───── Extracted material
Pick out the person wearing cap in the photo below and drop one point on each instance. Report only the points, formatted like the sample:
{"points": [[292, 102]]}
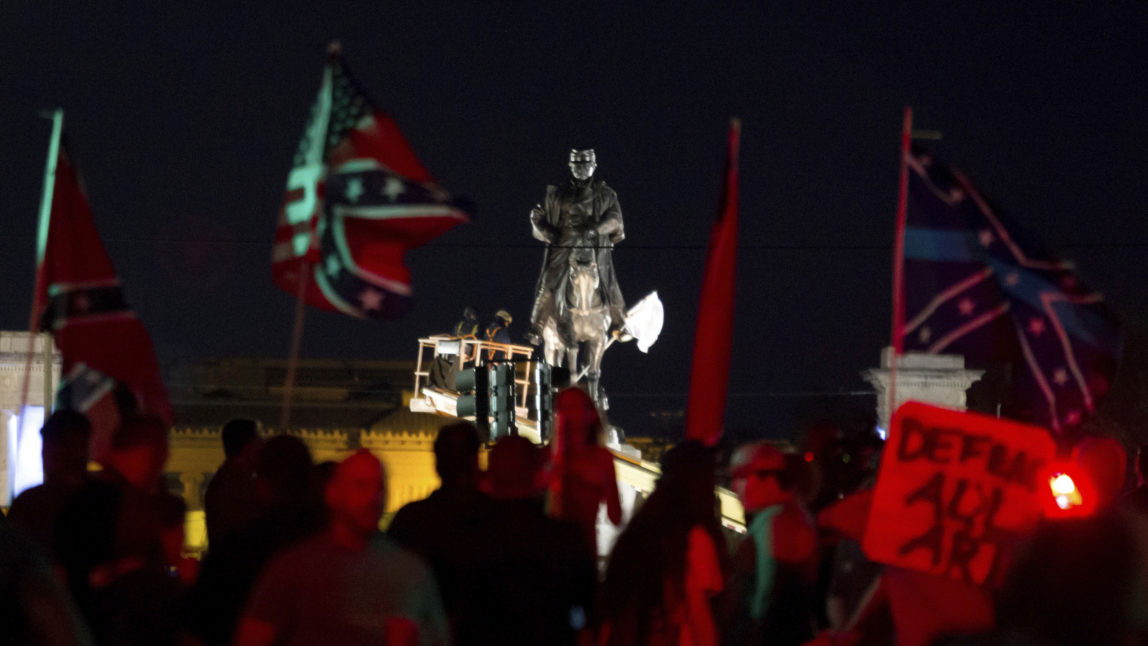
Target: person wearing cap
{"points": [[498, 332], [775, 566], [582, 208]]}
──────────
───── Extracted material
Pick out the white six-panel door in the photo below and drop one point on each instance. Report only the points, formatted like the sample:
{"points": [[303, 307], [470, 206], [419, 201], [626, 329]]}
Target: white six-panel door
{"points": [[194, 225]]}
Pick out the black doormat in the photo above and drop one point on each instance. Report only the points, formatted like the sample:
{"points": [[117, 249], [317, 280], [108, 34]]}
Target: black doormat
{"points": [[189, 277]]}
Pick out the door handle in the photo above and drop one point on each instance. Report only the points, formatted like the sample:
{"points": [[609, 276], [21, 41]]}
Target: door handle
──────────
───── Extracted material
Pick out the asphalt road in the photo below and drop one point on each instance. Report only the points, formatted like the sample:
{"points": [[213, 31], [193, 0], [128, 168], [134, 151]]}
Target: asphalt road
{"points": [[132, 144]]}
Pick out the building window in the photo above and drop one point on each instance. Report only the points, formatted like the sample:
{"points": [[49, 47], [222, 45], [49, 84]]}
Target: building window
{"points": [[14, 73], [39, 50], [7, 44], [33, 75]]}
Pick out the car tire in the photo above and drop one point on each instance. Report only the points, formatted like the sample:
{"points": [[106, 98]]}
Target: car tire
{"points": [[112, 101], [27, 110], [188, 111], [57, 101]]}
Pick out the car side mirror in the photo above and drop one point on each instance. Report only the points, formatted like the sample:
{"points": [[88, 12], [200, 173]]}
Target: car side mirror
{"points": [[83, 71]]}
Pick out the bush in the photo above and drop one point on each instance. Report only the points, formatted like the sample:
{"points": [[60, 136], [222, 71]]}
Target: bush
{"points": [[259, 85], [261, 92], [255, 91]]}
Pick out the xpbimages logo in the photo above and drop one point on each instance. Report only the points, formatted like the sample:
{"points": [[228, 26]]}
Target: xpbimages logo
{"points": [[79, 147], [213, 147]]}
──────────
→ **Aim**
Lay out the entries from the line containing "Pick out the door" through the line containing "Target: door handle" as a Markdown table. Use the columns Row and Line, with one row for each nonblank line.

→ **Result of this exercise**
| Row | Line |
|---|---|
| 1 | Pick out the door handle in the photo above and drop one point on each instance. Report only the points, formatted like the sample: |
| 2 | {"points": [[609, 276], [21, 41]]} |
| 3 | Target: door handle |